PROVIDED ENTRIES |

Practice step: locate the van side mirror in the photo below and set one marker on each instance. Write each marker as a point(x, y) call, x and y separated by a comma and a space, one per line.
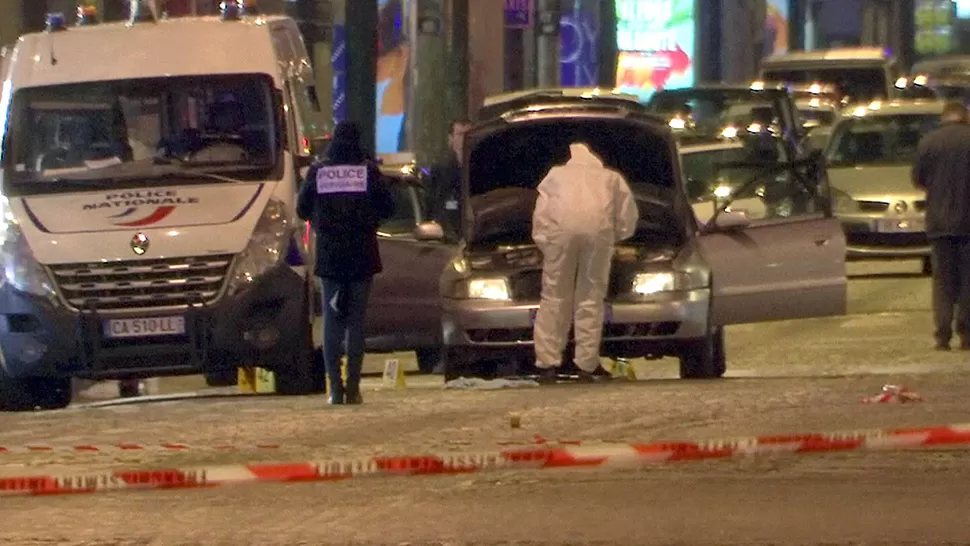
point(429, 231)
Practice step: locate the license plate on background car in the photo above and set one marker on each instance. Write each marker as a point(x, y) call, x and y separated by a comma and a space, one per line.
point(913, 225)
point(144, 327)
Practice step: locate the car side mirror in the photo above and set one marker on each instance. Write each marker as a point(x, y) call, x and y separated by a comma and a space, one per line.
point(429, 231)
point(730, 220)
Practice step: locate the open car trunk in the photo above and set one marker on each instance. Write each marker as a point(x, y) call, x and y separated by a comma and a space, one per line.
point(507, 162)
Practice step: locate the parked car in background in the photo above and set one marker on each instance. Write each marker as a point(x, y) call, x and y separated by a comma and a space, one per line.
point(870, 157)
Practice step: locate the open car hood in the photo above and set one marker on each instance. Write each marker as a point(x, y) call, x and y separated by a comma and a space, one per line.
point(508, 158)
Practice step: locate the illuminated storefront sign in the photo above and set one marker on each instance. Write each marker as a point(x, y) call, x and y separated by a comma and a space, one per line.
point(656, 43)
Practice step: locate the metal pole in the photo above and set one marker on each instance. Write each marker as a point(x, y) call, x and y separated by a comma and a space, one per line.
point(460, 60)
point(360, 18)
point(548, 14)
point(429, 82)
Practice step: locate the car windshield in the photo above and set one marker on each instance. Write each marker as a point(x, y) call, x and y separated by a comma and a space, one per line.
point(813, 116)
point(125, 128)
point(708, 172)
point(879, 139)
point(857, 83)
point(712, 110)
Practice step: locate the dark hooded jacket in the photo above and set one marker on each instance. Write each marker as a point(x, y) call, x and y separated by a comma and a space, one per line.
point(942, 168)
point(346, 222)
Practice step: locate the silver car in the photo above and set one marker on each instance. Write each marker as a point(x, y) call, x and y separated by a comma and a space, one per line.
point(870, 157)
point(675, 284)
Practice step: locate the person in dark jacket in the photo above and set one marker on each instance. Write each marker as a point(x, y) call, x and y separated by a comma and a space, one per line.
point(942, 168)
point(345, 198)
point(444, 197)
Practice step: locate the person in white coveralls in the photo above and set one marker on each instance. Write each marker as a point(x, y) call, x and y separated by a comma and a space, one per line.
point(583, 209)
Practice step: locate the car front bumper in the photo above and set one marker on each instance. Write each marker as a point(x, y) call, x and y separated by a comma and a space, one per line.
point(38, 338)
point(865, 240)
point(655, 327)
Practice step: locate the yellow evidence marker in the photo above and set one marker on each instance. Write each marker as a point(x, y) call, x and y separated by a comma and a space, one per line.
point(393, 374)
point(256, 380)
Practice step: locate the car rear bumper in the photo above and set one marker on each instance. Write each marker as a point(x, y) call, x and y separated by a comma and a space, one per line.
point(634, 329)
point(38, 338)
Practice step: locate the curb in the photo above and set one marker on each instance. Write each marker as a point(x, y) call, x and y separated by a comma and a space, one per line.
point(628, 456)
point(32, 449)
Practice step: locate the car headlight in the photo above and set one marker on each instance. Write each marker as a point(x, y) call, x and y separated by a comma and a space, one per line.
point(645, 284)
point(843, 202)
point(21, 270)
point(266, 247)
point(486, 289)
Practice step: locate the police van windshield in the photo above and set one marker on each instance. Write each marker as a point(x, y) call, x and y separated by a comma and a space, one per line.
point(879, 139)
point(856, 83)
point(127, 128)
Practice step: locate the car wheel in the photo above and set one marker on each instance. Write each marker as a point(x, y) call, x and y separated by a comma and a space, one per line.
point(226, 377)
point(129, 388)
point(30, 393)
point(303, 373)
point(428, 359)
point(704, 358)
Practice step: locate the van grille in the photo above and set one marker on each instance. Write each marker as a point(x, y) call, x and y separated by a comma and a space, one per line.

WRITTEN EXERCISE |
Rewrite the rows above as a numbered list, beginning with the line that contains "Practice step: locate the car rear" and continuing through the line that contains "point(486, 289)". Leave out any blank lines.

RESPONSE TO THIS EXERCISE |
1. Practice step: locate the car rear bumper in the photo above and set one marker on each instance. Write each marker as a point(x, y) call, x and y separated by a comma and a space, one per line.
2. point(634, 329)
3. point(38, 338)
4. Practice step: locate the curb in the photo above and set one marker on each instance. Write each marker as a point(x, y) call, x and y separated by a comma and a space, one per line.
5. point(628, 456)
6. point(32, 449)
7. Practice step: locate the car headlight in the photo above and set one marker on each instance. Write each marker as a point(x, y) call, x and y separated by a comma and a space, one per line.
8. point(645, 284)
9. point(843, 202)
10. point(21, 270)
11. point(266, 247)
12. point(486, 289)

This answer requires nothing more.